◆ **What needs to be done**
Go line by line through the records below. Copy whichever lines contain the string "blue".

◆ **Region pointing data**
╭──

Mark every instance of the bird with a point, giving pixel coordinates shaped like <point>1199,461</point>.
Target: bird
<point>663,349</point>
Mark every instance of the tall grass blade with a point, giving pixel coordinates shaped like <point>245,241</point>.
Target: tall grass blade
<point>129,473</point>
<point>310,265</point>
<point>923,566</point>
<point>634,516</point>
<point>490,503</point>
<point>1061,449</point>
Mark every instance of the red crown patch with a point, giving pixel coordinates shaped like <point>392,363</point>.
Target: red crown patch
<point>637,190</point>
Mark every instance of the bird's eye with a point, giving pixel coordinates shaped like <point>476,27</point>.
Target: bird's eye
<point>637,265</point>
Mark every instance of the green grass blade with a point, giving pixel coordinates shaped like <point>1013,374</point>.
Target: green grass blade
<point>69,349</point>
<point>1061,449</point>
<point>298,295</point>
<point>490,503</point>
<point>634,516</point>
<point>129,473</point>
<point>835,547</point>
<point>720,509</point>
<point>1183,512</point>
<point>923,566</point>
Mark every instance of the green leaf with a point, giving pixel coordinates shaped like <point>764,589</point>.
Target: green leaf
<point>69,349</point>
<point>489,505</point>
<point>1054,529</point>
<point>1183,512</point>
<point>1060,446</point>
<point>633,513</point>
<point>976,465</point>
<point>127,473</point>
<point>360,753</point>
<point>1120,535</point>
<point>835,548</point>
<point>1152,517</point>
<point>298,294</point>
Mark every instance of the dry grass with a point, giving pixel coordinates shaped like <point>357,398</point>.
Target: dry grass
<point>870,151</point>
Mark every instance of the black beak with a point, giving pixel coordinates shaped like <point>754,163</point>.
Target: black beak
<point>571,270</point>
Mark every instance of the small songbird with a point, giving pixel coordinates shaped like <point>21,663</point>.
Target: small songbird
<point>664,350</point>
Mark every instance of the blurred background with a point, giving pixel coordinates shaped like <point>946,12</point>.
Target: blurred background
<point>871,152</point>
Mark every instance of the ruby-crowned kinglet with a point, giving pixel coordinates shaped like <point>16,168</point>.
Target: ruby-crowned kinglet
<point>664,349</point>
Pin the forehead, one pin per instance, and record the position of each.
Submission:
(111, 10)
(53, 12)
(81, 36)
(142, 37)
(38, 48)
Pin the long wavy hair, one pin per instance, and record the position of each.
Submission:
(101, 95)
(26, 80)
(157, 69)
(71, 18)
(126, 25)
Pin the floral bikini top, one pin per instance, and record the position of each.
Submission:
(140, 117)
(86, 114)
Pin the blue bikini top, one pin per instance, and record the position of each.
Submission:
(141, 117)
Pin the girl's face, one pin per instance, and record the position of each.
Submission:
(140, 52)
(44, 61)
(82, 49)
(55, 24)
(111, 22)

╰──
╭──

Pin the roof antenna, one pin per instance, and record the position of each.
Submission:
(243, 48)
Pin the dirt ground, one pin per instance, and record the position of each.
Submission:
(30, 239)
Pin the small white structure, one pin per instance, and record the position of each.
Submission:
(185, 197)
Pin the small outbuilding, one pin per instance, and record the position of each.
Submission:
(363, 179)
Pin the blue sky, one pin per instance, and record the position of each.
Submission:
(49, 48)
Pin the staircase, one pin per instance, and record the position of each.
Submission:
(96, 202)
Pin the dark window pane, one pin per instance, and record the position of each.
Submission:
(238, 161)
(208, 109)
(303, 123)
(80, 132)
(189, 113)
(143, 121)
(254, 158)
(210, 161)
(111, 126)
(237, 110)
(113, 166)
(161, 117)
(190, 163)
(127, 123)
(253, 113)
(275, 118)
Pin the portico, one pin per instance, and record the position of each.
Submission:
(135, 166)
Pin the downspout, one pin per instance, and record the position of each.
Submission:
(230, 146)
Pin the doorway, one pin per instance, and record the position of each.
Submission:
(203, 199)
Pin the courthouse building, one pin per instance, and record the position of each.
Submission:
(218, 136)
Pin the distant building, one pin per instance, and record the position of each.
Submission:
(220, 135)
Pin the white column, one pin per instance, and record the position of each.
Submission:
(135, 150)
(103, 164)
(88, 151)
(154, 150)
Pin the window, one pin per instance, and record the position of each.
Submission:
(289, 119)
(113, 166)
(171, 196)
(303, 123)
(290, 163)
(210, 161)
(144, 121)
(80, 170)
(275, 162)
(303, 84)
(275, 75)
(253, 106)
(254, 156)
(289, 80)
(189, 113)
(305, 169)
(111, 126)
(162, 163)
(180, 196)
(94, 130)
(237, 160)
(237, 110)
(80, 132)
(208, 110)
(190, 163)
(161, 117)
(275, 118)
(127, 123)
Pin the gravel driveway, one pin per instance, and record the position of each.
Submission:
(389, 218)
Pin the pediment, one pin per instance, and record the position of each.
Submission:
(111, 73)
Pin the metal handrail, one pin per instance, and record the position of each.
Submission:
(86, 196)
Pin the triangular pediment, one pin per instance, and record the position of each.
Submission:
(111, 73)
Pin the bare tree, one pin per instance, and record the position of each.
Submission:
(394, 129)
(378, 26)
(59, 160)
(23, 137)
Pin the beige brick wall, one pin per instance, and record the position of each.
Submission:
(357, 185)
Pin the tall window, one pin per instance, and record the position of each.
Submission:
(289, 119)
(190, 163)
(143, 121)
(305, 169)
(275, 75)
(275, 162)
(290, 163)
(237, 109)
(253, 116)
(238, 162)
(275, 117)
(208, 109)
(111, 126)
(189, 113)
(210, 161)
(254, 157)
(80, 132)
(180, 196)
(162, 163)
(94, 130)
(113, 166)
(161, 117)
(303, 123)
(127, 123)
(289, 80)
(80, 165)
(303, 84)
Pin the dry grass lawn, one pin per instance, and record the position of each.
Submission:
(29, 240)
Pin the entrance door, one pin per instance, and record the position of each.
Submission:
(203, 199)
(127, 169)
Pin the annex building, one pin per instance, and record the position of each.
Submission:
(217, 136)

╰──
╭──

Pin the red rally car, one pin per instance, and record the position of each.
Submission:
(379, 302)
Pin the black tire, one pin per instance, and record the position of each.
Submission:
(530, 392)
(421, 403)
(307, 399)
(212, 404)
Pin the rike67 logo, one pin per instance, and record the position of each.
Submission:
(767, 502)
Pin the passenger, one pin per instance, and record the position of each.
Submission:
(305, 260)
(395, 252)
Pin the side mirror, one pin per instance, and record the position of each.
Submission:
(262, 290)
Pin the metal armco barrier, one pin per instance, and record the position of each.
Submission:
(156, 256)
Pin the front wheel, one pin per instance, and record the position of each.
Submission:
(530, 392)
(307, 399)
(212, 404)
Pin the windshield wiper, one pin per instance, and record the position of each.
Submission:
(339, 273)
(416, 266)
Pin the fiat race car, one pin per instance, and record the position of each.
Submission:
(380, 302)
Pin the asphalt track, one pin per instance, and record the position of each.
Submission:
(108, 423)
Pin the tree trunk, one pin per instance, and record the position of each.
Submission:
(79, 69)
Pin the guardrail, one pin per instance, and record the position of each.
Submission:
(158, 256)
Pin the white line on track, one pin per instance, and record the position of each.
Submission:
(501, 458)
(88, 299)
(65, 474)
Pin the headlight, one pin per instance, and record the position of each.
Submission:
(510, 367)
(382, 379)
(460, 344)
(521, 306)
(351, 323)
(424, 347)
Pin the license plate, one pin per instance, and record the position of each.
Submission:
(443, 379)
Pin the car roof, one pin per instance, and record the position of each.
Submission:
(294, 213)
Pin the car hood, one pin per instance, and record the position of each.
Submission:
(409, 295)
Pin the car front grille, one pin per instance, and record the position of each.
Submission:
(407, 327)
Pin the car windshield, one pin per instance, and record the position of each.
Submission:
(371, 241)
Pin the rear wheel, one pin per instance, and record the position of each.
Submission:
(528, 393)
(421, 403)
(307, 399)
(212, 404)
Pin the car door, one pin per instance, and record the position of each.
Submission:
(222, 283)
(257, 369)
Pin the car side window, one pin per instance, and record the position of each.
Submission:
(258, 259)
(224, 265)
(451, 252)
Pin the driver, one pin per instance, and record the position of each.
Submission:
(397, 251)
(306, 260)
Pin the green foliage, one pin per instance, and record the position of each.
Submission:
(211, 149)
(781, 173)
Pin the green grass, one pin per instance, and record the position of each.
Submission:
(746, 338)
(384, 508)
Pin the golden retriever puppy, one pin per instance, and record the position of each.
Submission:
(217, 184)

╰──

◆ **Result of this exercise**
Pin the blue bikini top, one pin per instance, and record the position of each.
Pin the blue sky, one pin per instance, and record the position of each.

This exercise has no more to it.